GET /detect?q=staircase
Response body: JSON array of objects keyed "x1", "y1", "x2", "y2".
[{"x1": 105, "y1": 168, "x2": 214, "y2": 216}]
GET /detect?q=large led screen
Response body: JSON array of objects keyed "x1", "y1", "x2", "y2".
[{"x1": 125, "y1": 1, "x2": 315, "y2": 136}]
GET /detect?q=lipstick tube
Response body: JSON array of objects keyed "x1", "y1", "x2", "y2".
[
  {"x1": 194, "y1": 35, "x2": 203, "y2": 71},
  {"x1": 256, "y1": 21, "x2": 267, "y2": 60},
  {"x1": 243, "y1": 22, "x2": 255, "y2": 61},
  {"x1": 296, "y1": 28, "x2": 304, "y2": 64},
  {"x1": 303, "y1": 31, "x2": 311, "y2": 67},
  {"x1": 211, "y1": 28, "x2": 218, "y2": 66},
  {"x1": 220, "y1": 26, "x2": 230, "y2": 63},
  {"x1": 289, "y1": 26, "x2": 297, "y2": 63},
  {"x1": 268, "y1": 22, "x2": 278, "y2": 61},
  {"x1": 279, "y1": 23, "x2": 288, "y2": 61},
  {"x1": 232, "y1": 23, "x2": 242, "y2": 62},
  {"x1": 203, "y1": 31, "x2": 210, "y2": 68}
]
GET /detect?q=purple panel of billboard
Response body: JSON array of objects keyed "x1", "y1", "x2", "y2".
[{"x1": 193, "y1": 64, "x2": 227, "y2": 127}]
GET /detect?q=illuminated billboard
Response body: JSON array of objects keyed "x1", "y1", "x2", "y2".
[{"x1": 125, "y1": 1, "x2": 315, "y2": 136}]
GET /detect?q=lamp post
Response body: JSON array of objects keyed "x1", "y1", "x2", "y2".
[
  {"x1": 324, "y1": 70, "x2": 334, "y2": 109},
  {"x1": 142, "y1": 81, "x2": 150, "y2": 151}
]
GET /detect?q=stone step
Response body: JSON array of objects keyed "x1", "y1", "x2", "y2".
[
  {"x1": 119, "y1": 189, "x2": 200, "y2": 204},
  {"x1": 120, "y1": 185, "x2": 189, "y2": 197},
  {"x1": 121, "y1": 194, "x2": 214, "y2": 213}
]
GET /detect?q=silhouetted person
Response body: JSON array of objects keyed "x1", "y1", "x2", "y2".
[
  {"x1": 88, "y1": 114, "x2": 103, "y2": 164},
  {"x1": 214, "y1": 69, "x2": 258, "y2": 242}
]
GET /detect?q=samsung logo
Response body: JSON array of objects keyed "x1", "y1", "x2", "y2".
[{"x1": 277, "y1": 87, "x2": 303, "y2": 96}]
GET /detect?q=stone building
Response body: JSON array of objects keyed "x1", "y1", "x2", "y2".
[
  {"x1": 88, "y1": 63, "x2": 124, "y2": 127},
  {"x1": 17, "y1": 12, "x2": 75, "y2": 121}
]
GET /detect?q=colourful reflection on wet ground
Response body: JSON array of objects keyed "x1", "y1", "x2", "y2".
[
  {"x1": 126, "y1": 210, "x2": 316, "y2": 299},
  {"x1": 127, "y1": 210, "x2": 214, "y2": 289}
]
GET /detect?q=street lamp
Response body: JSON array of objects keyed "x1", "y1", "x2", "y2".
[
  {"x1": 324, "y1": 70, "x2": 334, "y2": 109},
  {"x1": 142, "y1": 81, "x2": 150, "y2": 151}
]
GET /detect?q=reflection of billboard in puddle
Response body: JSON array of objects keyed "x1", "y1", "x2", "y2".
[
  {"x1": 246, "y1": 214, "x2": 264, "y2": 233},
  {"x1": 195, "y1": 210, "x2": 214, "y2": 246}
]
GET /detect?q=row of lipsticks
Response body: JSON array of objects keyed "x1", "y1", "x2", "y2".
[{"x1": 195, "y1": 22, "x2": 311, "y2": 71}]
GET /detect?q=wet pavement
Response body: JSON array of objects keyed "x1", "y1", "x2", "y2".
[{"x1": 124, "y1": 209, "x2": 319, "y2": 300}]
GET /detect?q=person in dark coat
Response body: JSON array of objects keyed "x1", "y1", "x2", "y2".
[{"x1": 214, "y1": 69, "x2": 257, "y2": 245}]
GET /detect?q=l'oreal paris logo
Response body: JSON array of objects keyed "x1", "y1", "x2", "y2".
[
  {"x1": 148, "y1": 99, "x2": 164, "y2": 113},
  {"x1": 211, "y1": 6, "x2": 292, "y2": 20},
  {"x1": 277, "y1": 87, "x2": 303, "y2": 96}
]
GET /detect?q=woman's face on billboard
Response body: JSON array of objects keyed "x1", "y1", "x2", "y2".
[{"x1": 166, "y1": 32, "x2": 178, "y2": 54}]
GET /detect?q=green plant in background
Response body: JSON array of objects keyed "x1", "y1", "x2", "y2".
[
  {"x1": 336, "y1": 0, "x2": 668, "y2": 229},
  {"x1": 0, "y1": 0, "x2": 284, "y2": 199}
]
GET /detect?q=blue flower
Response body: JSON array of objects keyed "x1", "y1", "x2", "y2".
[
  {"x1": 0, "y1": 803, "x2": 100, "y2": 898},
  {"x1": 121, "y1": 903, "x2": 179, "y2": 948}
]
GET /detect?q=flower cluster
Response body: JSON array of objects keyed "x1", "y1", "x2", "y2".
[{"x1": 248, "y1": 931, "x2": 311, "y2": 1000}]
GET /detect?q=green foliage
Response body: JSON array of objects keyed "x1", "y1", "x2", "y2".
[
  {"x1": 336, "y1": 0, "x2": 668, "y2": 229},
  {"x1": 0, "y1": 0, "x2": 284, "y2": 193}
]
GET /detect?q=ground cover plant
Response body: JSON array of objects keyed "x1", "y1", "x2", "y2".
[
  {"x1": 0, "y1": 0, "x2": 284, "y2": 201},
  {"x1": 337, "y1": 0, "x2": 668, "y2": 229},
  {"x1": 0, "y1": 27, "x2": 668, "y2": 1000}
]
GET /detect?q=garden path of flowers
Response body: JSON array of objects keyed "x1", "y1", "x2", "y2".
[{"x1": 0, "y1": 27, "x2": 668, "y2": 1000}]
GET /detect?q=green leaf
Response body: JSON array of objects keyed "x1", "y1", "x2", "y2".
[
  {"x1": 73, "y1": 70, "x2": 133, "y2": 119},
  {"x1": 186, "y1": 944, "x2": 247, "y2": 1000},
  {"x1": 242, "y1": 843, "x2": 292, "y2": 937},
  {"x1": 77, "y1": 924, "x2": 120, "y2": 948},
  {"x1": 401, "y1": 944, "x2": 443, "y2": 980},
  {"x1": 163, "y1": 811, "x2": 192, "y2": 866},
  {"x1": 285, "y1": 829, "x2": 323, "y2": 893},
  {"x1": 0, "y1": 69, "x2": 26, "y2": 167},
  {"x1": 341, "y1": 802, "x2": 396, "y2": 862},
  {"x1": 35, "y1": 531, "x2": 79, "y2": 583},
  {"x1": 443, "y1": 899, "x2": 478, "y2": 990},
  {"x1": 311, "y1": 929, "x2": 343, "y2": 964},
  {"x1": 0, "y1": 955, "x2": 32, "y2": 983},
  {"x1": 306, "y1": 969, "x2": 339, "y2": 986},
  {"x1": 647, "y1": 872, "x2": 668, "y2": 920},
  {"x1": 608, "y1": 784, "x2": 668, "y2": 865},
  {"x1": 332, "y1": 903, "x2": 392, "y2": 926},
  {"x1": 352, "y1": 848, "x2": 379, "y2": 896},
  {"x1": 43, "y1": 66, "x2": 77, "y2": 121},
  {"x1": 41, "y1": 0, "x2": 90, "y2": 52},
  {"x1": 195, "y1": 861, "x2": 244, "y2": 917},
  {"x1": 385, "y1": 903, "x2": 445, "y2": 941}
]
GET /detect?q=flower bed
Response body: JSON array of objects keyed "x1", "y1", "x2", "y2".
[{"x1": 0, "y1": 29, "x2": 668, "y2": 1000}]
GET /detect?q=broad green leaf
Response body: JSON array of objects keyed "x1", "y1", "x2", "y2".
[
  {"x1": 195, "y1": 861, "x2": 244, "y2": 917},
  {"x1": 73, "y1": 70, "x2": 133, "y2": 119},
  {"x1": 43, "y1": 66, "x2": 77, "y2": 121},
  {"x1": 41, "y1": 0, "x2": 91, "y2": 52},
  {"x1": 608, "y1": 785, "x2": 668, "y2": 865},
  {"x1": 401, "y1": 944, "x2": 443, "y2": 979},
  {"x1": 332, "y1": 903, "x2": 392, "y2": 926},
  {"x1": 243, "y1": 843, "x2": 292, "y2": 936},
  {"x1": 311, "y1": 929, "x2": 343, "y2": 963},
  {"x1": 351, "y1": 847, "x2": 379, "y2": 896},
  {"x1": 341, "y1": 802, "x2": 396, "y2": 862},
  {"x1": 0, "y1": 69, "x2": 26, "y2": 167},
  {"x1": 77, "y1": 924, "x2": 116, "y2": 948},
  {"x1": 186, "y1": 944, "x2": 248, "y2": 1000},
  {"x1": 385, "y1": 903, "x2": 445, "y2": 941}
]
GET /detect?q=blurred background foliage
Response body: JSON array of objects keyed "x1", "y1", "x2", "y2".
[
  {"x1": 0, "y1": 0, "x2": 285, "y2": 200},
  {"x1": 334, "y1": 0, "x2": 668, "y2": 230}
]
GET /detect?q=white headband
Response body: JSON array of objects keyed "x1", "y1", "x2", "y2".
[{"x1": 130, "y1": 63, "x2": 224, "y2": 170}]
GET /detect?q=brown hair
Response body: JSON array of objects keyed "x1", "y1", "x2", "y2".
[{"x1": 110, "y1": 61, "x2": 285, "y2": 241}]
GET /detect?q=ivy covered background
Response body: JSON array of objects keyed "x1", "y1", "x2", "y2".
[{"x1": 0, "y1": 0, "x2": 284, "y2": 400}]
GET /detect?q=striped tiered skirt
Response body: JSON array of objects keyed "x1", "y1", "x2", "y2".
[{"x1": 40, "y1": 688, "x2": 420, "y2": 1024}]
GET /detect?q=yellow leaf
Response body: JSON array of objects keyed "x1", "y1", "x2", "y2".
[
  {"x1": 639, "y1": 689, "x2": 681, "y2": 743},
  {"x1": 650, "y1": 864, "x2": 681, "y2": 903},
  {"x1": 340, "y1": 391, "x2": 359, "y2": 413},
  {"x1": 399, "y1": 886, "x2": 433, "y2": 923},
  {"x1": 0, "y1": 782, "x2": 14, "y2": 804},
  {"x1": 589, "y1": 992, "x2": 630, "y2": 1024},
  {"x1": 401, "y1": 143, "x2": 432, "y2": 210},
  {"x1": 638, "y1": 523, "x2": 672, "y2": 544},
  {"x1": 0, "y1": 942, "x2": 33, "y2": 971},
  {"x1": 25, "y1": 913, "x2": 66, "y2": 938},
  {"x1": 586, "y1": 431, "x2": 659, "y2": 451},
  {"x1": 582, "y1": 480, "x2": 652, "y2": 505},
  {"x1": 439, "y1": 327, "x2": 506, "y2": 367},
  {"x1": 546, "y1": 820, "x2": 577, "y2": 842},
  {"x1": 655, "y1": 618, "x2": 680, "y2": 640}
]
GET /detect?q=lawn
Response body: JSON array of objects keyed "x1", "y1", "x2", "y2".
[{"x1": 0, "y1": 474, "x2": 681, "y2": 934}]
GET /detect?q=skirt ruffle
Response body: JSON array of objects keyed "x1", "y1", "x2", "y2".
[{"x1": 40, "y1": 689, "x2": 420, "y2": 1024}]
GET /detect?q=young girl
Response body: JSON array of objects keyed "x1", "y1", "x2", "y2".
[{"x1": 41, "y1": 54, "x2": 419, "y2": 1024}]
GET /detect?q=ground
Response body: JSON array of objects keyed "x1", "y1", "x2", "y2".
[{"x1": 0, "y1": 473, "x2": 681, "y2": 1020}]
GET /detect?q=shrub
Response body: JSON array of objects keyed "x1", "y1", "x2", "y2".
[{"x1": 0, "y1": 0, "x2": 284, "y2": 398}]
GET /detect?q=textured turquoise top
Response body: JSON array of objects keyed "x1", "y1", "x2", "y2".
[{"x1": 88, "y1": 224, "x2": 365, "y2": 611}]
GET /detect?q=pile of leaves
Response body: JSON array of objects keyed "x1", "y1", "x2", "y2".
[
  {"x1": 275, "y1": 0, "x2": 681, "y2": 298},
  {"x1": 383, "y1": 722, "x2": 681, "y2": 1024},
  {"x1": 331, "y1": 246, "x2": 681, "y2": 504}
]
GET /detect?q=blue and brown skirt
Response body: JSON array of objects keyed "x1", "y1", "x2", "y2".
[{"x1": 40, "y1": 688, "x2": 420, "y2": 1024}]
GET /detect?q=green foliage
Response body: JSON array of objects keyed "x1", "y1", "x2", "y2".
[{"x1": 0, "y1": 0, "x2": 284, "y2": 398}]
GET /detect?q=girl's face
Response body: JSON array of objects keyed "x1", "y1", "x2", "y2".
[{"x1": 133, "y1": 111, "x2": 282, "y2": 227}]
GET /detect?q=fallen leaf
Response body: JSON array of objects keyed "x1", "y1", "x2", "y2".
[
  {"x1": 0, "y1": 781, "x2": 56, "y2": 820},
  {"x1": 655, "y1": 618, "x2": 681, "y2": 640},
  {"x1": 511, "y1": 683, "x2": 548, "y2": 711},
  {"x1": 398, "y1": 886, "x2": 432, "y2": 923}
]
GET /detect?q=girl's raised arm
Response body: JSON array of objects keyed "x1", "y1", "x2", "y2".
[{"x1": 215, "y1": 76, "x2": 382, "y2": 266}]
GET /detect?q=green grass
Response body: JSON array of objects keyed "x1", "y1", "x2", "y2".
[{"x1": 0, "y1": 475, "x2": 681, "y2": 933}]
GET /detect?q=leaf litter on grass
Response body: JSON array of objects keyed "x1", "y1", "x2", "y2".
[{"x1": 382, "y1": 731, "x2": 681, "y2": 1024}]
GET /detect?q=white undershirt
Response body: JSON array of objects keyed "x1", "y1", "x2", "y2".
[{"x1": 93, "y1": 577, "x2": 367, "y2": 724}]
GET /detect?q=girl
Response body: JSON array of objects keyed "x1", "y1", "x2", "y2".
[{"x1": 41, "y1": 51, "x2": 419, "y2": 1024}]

=-=-=

# Exercise aim
Return exactly, and only, the line containing "GET /detect?q=girl's raised arm" and every line after it through the end of the material.

# Written answer
GET /detect?q=girl's raised arm
Response body: JSON array of objects keyed "x1", "y1", "x2", "y2".
[{"x1": 215, "y1": 76, "x2": 382, "y2": 266}]
GET /detect?q=green grass
Response body: JSON array of objects keyed "x1", "y1", "x2", "y2".
[{"x1": 0, "y1": 475, "x2": 681, "y2": 933}]
GET /detect?q=leaf litter on grass
Response body: JSON array of objects keyed "x1", "y1", "x2", "y2".
[{"x1": 382, "y1": 731, "x2": 681, "y2": 1024}]
GET /detect?q=white undershirt
Response body: JSON array of objects keyed "x1", "y1", "x2", "y2".
[{"x1": 93, "y1": 577, "x2": 367, "y2": 724}]
GET /detect?q=girl
Response body: JSON array of objects keyed "x1", "y1", "x2", "y2".
[{"x1": 41, "y1": 51, "x2": 419, "y2": 1024}]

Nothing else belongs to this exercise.